──────── DATA FOR REVIEW

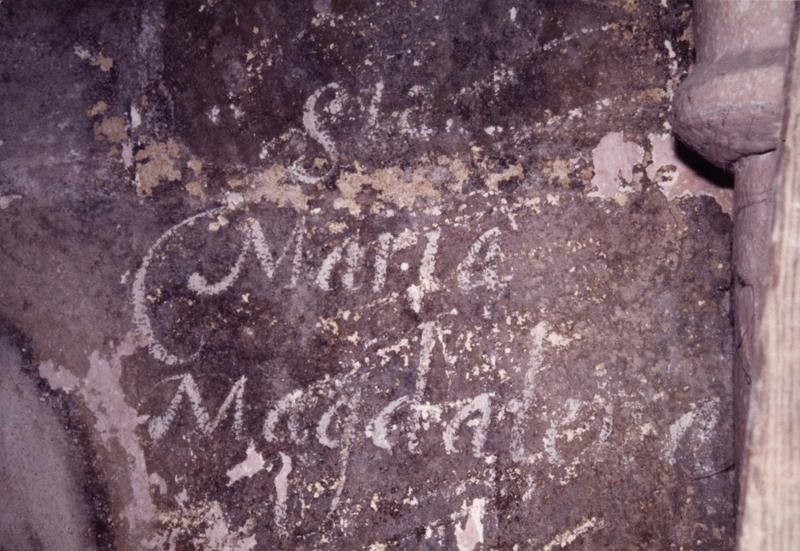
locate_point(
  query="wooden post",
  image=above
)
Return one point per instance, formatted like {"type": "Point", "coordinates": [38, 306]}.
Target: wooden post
{"type": "Point", "coordinates": [770, 505]}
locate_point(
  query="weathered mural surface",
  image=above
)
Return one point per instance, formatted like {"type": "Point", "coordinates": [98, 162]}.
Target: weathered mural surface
{"type": "Point", "coordinates": [362, 277]}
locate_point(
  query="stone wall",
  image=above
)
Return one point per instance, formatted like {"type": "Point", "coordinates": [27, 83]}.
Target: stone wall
{"type": "Point", "coordinates": [350, 275]}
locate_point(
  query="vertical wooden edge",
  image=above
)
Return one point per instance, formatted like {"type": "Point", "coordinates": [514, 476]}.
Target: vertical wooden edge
{"type": "Point", "coordinates": [769, 508]}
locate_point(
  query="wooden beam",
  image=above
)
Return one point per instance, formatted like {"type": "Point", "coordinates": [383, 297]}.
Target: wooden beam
{"type": "Point", "coordinates": [770, 503]}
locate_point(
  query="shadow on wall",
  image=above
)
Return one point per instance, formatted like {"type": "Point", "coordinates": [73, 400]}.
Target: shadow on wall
{"type": "Point", "coordinates": [44, 501]}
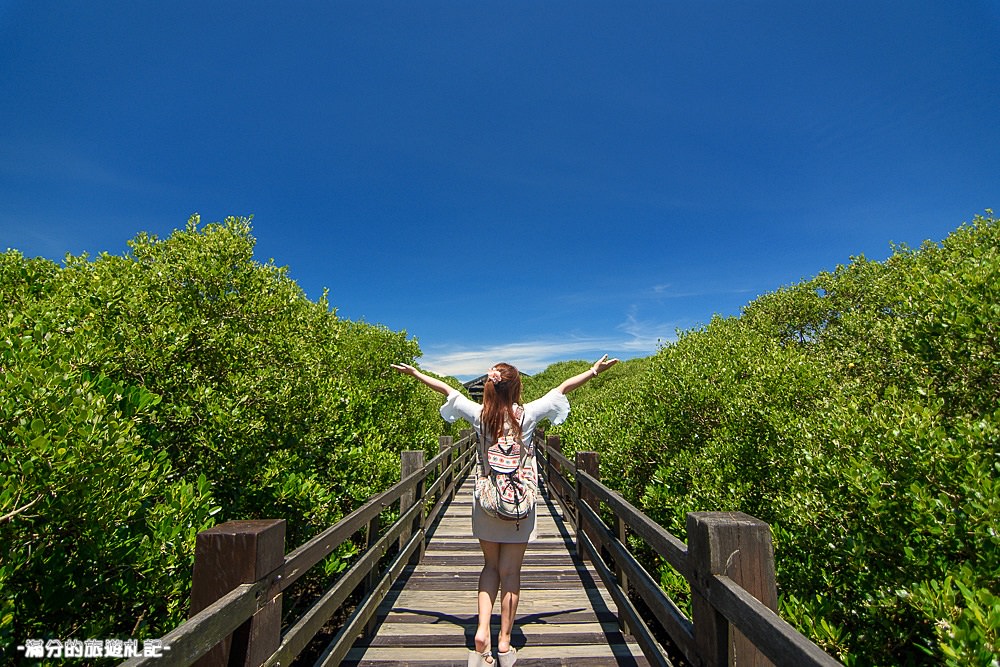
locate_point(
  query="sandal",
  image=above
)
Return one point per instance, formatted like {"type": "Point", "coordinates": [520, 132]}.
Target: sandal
{"type": "Point", "coordinates": [484, 659]}
{"type": "Point", "coordinates": [509, 658]}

────────────────

I'd like the material repeated word for word, without the pictures it holds.

RESPONSE:
locate_point(
  query="wooden post",
  image=above
)
Return one point per instance, formatted like {"type": "Point", "coordinates": [38, 306]}.
Target: wooden post
{"type": "Point", "coordinates": [770, 505]}
locate_point(
  query="weathered mural surface",
  image=above
)
Return one point per instance, formatted like {"type": "Point", "coordinates": [98, 162]}.
Target: weathered mural surface
{"type": "Point", "coordinates": [362, 277]}
locate_point(
  query="stone wall",
  image=above
)
Return one point per instance, formatted like {"type": "Point", "coordinates": [27, 83]}.
Target: stone wall
{"type": "Point", "coordinates": [350, 275]}
locate_point(
  query="vertical wooden edge",
  image=above
)
Return one point per instance, formatted like {"type": "Point", "coordinates": [514, 476]}.
Target: vertical wooden edge
{"type": "Point", "coordinates": [769, 508]}
locate_point(
  query="wooden beam",
  image=above
)
Return one point per instance, formatted like {"type": "Point", "coordinates": [383, 297]}.
Target: wooden beam
{"type": "Point", "coordinates": [770, 503]}
locate_point(
  query="shadow on wall",
  image=above
)
Return one point per instance, formatted like {"type": "Point", "coordinates": [73, 400]}.
Target: shadow on wall
{"type": "Point", "coordinates": [44, 501]}
locate_point(
  query="sandal",
  image=above
)
Return one point per instance, formatted like {"type": "Point", "coordinates": [520, 132]}.
Target: sandal
{"type": "Point", "coordinates": [484, 659]}
{"type": "Point", "coordinates": [509, 658]}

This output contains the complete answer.